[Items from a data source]
#####
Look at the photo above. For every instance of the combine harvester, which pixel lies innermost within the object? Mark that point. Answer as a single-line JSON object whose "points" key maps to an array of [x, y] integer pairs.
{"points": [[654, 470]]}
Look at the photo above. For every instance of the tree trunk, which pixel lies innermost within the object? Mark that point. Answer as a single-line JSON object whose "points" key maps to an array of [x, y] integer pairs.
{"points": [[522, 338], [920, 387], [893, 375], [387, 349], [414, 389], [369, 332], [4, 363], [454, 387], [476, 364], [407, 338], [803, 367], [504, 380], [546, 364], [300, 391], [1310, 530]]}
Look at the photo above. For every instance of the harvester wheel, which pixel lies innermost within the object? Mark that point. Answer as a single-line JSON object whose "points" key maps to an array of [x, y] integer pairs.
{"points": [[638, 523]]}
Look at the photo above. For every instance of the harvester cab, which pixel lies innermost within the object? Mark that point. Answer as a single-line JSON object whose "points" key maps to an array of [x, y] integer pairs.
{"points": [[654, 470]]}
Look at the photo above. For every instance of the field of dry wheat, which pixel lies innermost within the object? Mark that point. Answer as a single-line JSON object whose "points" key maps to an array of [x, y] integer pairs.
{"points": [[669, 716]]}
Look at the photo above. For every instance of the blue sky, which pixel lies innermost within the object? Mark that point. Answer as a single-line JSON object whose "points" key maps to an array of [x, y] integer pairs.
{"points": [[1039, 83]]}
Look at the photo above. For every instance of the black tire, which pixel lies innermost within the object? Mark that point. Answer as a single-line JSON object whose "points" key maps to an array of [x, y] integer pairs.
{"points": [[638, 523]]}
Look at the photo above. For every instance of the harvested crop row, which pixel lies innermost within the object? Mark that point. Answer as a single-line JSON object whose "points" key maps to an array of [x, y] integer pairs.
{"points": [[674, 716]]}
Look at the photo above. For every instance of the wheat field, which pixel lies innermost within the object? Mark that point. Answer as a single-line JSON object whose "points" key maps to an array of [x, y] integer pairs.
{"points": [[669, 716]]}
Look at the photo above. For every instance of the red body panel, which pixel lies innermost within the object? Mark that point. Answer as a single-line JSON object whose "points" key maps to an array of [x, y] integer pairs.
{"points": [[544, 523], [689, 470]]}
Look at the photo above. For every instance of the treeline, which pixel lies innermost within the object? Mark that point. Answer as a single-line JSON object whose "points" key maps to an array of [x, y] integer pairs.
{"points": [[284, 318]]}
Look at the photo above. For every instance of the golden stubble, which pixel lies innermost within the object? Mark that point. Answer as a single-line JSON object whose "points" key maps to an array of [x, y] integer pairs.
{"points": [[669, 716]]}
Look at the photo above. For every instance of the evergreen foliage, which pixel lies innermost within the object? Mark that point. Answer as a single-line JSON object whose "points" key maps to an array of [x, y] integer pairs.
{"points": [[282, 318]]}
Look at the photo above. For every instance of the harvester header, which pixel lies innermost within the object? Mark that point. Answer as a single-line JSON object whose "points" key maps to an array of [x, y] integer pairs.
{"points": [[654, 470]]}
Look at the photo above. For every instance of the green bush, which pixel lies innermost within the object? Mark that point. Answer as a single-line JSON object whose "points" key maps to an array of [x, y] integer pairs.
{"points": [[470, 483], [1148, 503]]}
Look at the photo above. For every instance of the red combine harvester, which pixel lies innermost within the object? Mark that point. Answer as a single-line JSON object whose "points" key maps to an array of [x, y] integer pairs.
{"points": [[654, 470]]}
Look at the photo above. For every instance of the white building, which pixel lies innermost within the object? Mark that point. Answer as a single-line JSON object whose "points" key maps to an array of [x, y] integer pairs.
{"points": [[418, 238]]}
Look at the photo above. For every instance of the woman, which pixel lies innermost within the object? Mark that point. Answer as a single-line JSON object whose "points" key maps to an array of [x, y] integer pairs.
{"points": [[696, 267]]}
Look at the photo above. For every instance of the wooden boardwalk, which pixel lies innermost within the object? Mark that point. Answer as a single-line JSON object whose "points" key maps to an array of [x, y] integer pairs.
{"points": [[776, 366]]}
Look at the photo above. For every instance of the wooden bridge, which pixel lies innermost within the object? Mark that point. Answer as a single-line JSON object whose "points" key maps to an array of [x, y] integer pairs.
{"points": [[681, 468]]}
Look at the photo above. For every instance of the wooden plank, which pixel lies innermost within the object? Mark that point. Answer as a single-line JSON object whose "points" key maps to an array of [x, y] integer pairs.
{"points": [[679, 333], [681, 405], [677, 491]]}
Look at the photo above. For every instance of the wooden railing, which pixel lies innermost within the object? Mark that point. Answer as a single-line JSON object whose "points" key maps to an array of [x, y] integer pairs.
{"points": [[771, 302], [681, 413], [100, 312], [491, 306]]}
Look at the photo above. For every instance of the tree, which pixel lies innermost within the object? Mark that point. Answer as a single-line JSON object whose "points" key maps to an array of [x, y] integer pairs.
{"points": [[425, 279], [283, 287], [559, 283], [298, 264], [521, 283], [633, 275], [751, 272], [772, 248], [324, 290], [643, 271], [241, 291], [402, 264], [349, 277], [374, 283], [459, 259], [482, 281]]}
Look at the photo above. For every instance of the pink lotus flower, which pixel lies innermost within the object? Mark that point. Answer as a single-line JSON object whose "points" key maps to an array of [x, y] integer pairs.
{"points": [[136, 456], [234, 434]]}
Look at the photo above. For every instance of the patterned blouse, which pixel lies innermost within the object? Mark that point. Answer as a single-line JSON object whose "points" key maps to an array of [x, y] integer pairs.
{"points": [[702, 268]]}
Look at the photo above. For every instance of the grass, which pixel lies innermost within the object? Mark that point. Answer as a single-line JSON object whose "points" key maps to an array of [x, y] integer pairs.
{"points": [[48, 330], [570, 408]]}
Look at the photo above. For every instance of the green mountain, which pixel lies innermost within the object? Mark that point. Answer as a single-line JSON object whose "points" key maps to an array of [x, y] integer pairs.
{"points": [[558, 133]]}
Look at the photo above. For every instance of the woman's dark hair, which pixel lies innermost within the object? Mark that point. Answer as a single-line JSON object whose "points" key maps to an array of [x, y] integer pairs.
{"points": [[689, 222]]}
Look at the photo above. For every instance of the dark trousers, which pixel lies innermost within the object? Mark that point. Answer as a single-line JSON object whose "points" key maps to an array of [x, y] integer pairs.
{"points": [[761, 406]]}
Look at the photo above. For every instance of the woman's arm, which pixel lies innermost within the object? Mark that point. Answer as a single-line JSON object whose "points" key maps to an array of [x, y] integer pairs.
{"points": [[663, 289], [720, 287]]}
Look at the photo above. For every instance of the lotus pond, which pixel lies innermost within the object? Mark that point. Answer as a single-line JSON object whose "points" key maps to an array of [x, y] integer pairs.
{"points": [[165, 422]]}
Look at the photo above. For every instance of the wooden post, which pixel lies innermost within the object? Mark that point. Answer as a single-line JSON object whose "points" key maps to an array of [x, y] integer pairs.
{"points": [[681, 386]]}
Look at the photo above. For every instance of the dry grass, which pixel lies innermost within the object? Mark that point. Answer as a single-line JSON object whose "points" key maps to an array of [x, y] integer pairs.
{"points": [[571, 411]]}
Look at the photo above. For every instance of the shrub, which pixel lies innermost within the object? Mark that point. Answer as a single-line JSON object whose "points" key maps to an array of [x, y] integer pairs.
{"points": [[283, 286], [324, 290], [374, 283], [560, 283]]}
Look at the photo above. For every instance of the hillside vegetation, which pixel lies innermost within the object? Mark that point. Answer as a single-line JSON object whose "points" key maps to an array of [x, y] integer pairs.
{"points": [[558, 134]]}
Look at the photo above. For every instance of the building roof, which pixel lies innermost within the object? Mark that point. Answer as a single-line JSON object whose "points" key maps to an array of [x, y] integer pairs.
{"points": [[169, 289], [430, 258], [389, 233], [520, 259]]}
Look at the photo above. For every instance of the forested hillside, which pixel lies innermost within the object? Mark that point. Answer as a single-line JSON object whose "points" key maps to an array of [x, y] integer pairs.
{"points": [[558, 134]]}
#####
THE REQUEST
Copy out every line from the one containing "Look at the photo above. For every instance of the lotus" to the end of the material, both ends included.

THE COMPLETED TASK
Look at the photo above. For every instance of the lotus pond, which pixel lies innermost within the object? Mark that point. Answer as a single-line JSON object whose "points" key maps to an array of [x, y] integer pairs.
{"points": [[165, 422]]}
Look at the photo above. For every instance of the wooden post, which pixel lies innermost within the object? Mark that point. Answer as a single-line JSON object whose "points" key maps to an array of [x, y] integer pairs.
{"points": [[681, 386]]}
Look at the photo above. For every instance of the dry grass, which pixel lies innermost within the object? Mark that point. Answer as a single-line JSON object whose "points" key maps to an array of [x, y] integer pairs.
{"points": [[571, 411]]}
Look at the photo above. For every instance of the shrub, which pixel lies innermost within the object? Mark that point. Answer as a single-line JSON object whose "points" key maps to an array of [x, y] integer pairs.
{"points": [[283, 286], [324, 290], [374, 283], [560, 283]]}
Look at the photo above. For every instance of the hillside vegetation, which pixel lies innermost within the object? Mark that point. Answer as a single-line JSON object whose "points" key maps to an array of [x, y] integer pairs.
{"points": [[558, 134]]}
Look at the photo above. For every instance of the building roof, which pixel lies innermost within the object? Mark that point. Answer as a single-line JSON object whose "points" key maps to an array of [x, y] integer pairs.
{"points": [[169, 289], [430, 258], [389, 233], [520, 259]]}
Look at the photo above. For every instance of the forested hillside, which pixel lies innermost within the object? Mark that point. Answer as a single-line JSON object whose "points" key maps to an array of [x, y] integer pairs.
{"points": [[558, 134]]}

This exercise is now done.